• [Fuente]:
La inteligencia artificial y la amenaza que representa para los buenos empleos parecería ser un problema absolutamente nuevo. Pero podemos encontrar ideas útiles sobre cuál puede ser nuestra respuesta en el trabajo de David Ricardo, un fundador de la economía moderna que observó la Revolución Industrial británica de primera mano. La evolución de su pensamiento, inclusive algunos puntos que él pasó por alto, contiene muchas lecciones que nos pueden resultar útiles hoy.
Los líderes tecnológicos del sector privado nos prometen un futuro más brillante de menos estrés laboral, menos reuniones tediosas, más tiempo libre y quizás hasta un salario básico universal. ¿Pero deberíamos creerles? Lo cierto es que mucha gente puede perder lo que consideraba un buen empleo –viéndose obligada a encontrar trabajo con un salario más bajo–. Después de todo, los algoritmos ya se están apropiando de tareas que actualmente requieren del tiempo y de la atención de seres humanos.
En su trabajo seminal de 1817, Sobre los principios de economía política y tributación, Ricardo manifestaba una visión positiva de la maquinaria que ya había transformado el hilado de algodón. Siguiendo la creencia generalizada de su época, pronunció célebremente ante la Cámara de los Comunes que “la maquinaria no hace caer la demanda de mano de obra”.
Desde los años 1770, la automatización del hilado había reducido el precio del algodón hilado y había hecho subir la demanda de la tarea complementaria de tejer algodón hilado hasta obtener un tejido acabado. Y como casi todo el tejido se hacía a mano antes de los años 1810, esta explosión de la demanda ayudó a transformar el tejido a mano de algodón en un trabajo artesanal muy bien remunerado que empleaba a varios cientos de miles de hombres británicos (inclusive muchos hilanderos preindustriales desplazados). Esta experiencia temprana y positiva con la automatización tal vez forjó la visión inicialmente optimista de Ricardo.
Pero el desarrollo de maquinaria a gran escala no se detuvo en el hilado. En poco tiempo, empezaron a instalarse telares a vapor en las fábricas de tejido de algodón. Los “tejedores manuales” artesanales dejarían de ganar buen dinero trabajando cinco días por semana desde sus casas. Por el contrario, les costaba alimentar a sus familias, a pesar de que trabajaban muchas más horas bajo una disciplina estricta en las fábricas.

• [Enunciado A]: Según el texto sobre David Ricardo, ¿en qué año publicó Ricardo su obra Sobre los principios de economía política y tributación?
• [Enunciado B]: Reúne todas las líneas de los registros que contienen la palabra "boot".
El texto y los registros son materiales independientes entre sí.

(Elementos almacenados de una colección)
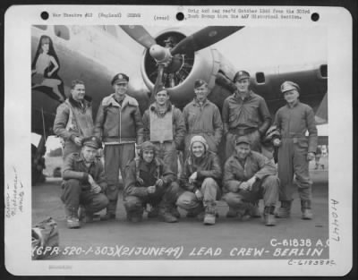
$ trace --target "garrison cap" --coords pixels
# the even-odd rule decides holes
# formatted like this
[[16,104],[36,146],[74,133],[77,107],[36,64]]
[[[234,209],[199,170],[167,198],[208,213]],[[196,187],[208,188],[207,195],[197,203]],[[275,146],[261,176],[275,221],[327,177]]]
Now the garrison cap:
[[90,136],[82,139],[82,147],[88,146],[96,149],[102,148],[102,142],[97,136]]
[[155,95],[157,95],[158,92],[163,91],[163,90],[166,91],[166,94],[169,94],[168,91],[166,90],[166,89],[161,84],[158,87],[158,89],[157,89],[157,92]]
[[238,136],[235,139],[235,145],[239,145],[241,143],[245,143],[245,144],[248,144],[250,146],[251,145],[251,140],[246,136]]
[[127,83],[128,81],[129,81],[129,78],[126,74],[117,73],[115,77],[113,77],[111,84],[113,86],[116,82]]
[[292,90],[292,89],[295,89],[298,92],[300,92],[301,89],[298,84],[296,84],[295,82],[293,82],[291,81],[286,81],[282,83],[282,85],[281,85],[281,92],[282,93]]
[[144,143],[141,143],[141,150],[156,150],[156,146],[150,141],[145,141]]
[[242,70],[235,73],[234,77],[234,82],[243,79],[250,79],[250,73],[244,70]]
[[191,145],[190,145],[191,149],[192,149],[192,144],[194,144],[195,142],[201,143],[202,145],[204,145],[206,150],[208,150],[208,148],[209,148],[208,142],[205,140],[205,138],[202,137],[201,135],[194,135],[192,137]]
[[208,85],[208,82],[206,82],[204,80],[198,79],[194,82],[194,89],[200,88],[203,85]]

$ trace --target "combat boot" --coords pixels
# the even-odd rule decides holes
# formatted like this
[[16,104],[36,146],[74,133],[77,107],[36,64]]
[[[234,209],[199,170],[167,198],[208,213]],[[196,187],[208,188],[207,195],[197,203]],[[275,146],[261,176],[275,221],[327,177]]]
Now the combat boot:
[[78,208],[65,208],[66,212],[66,225],[67,228],[80,228],[81,227],[81,222],[79,219]]
[[86,211],[85,208],[82,206],[80,207],[78,213],[80,221],[83,223],[93,223],[95,219],[99,217],[99,216],[97,214],[89,213]]
[[232,218],[236,217],[238,216],[237,210],[229,207],[229,210],[226,213],[226,217]]
[[204,225],[215,225],[216,212],[217,210],[214,203],[207,205],[205,208]]
[[115,219],[115,213],[109,213],[109,212],[107,212],[105,214],[105,216],[102,216],[100,217],[101,221],[107,221],[107,220],[114,220],[114,219]]
[[101,221],[114,220],[115,219],[115,208],[116,201],[109,201],[108,206],[107,207],[106,215],[101,216]]
[[[201,204],[200,204],[199,207],[197,207],[196,208],[193,208],[192,210],[188,210],[188,213],[186,213],[186,217],[198,217],[199,215],[202,215],[202,219],[204,218],[203,214],[204,213],[204,208]],[[201,221],[202,221],[201,219]]]
[[275,214],[276,217],[290,217],[291,216],[291,200],[282,200],[281,207],[278,211]]
[[259,201],[255,201],[252,205],[252,208],[250,211],[250,216],[252,217],[261,217],[261,215],[260,213],[259,209]]
[[170,213],[169,209],[161,208],[159,210],[159,218],[166,223],[176,223],[178,219]]
[[152,206],[150,211],[148,212],[148,218],[158,217],[159,215],[159,208],[158,206]]
[[311,200],[301,200],[301,211],[303,220],[311,220],[313,218],[313,214],[311,210]]
[[176,207],[172,208],[170,209],[170,213],[171,213],[175,217],[176,217],[177,219],[180,218],[180,213],[179,213],[178,209],[176,208]]
[[275,207],[265,207],[263,211],[265,225],[266,226],[274,226],[276,225],[276,219],[275,219]]

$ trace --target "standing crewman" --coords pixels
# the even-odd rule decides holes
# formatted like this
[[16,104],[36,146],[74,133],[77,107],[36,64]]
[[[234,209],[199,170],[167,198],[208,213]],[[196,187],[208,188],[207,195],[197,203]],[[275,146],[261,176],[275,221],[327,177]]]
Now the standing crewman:
[[115,218],[119,191],[119,169],[134,158],[135,144],[143,141],[143,123],[137,100],[129,95],[129,78],[118,73],[112,79],[115,93],[103,98],[95,122],[95,135],[105,142],[105,171],[109,204],[104,219]]
[[187,216],[198,216],[204,225],[214,225],[217,200],[220,188],[221,167],[217,156],[209,150],[209,145],[200,135],[191,140],[190,154],[179,178],[182,188],[176,205],[188,211]]
[[[271,115],[265,99],[251,89],[250,74],[246,71],[239,71],[234,77],[234,82],[237,89],[224,100],[222,112],[226,137],[226,159],[234,152],[234,140],[238,136],[247,136],[251,149],[261,152],[261,137],[271,123]],[[260,216],[258,205],[252,212],[252,216]],[[228,216],[233,213],[229,208]]]
[[185,124],[182,112],[169,101],[166,89],[160,88],[155,96],[156,102],[144,112],[144,140],[157,148],[158,157],[169,166],[175,176],[178,174],[177,149],[182,146]]
[[205,81],[195,81],[194,92],[195,98],[183,110],[187,131],[185,154],[189,153],[191,139],[194,135],[204,137],[209,150],[217,153],[217,146],[223,135],[220,111],[214,103],[208,100],[209,88]]
[[67,227],[81,227],[80,204],[85,209],[86,222],[93,220],[93,214],[105,208],[108,199],[103,193],[107,189],[102,162],[97,157],[102,143],[98,138],[82,139],[80,153],[72,153],[64,158],[63,193]]
[[224,100],[223,123],[226,137],[226,159],[234,151],[237,136],[247,136],[252,143],[252,150],[260,152],[260,138],[271,123],[271,115],[264,98],[250,88],[250,74],[239,71],[234,77],[237,90]]
[[85,94],[84,82],[74,80],[71,95],[57,107],[54,132],[64,140],[64,159],[71,153],[80,152],[82,139],[93,134],[92,106],[84,99]]
[[272,161],[251,150],[248,137],[235,140],[235,152],[224,167],[223,199],[242,218],[250,215],[254,203],[263,198],[266,225],[275,225],[275,207],[278,200],[279,180]]
[[176,212],[175,200],[179,186],[176,175],[168,167],[156,157],[154,144],[141,144],[139,157],[125,168],[124,207],[130,222],[142,219],[147,204],[151,206],[149,218],[159,216],[166,223],[177,222],[180,214]]
[[[278,177],[281,181],[281,208],[277,216],[288,217],[291,212],[294,175],[298,185],[303,219],[311,219],[311,186],[309,162],[314,158],[317,148],[317,128],[311,106],[301,103],[300,87],[293,81],[285,81],[281,92],[287,104],[276,113],[275,125],[281,132],[281,140],[273,143],[278,148]],[[306,132],[308,131],[308,137]]]

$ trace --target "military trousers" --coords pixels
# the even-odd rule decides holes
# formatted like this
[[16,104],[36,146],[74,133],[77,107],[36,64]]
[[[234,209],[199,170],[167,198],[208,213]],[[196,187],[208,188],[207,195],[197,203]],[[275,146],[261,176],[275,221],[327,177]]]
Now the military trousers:
[[108,205],[103,193],[92,193],[89,184],[82,184],[77,179],[64,181],[61,199],[64,204],[66,216],[77,215],[81,205],[89,214],[96,213]]
[[261,140],[259,131],[254,131],[253,132],[248,134],[238,134],[229,132],[226,133],[226,141],[225,147],[226,160],[234,155],[235,150],[234,141],[238,136],[246,136],[251,142],[251,149],[259,153],[261,152]]
[[115,214],[120,189],[119,171],[124,178],[125,165],[134,156],[134,143],[105,145],[105,174],[108,185],[106,195],[109,200],[107,213]]
[[311,199],[312,181],[310,178],[307,160],[308,141],[306,139],[283,138],[278,148],[278,178],[281,182],[279,199],[292,200],[294,175],[302,200]]
[[161,209],[168,210],[175,207],[175,201],[179,193],[179,185],[176,182],[155,193],[149,193],[145,197],[137,197],[134,195],[126,196],[124,199],[124,208],[127,214],[133,216],[141,216],[147,204],[152,207],[158,207]]
[[274,207],[278,200],[279,180],[277,176],[269,175],[262,181],[256,182],[252,191],[242,191],[237,192],[227,192],[223,199],[233,208],[241,208],[247,202],[256,202],[263,199],[265,207]]
[[202,201],[199,200],[195,193],[184,191],[176,200],[176,205],[189,212],[196,212],[207,206],[214,206],[220,198],[220,190],[217,182],[212,178],[205,178],[201,183],[200,191]]
[[72,153],[80,153],[81,146],[76,145],[72,140],[68,140],[64,144],[62,150],[62,157],[64,159],[68,155]]
[[153,142],[157,149],[157,157],[164,161],[170,171],[178,174],[178,153],[175,141]]

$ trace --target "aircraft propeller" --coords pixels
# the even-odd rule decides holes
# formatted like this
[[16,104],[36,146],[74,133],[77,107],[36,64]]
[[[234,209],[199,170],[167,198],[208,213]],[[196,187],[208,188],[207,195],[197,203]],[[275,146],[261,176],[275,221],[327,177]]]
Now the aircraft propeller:
[[132,38],[149,48],[150,56],[158,64],[158,76],[152,97],[155,96],[158,88],[163,86],[165,70],[176,69],[177,65],[180,66],[183,55],[208,47],[243,28],[243,26],[209,26],[184,38],[175,46],[162,47],[158,45],[155,38],[141,25],[121,25],[120,27]]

• [Respuesta A]: En 1817.

• [Respuesta B]:
$ trace --target "combat boot" --coords pixels
Now the combat boot:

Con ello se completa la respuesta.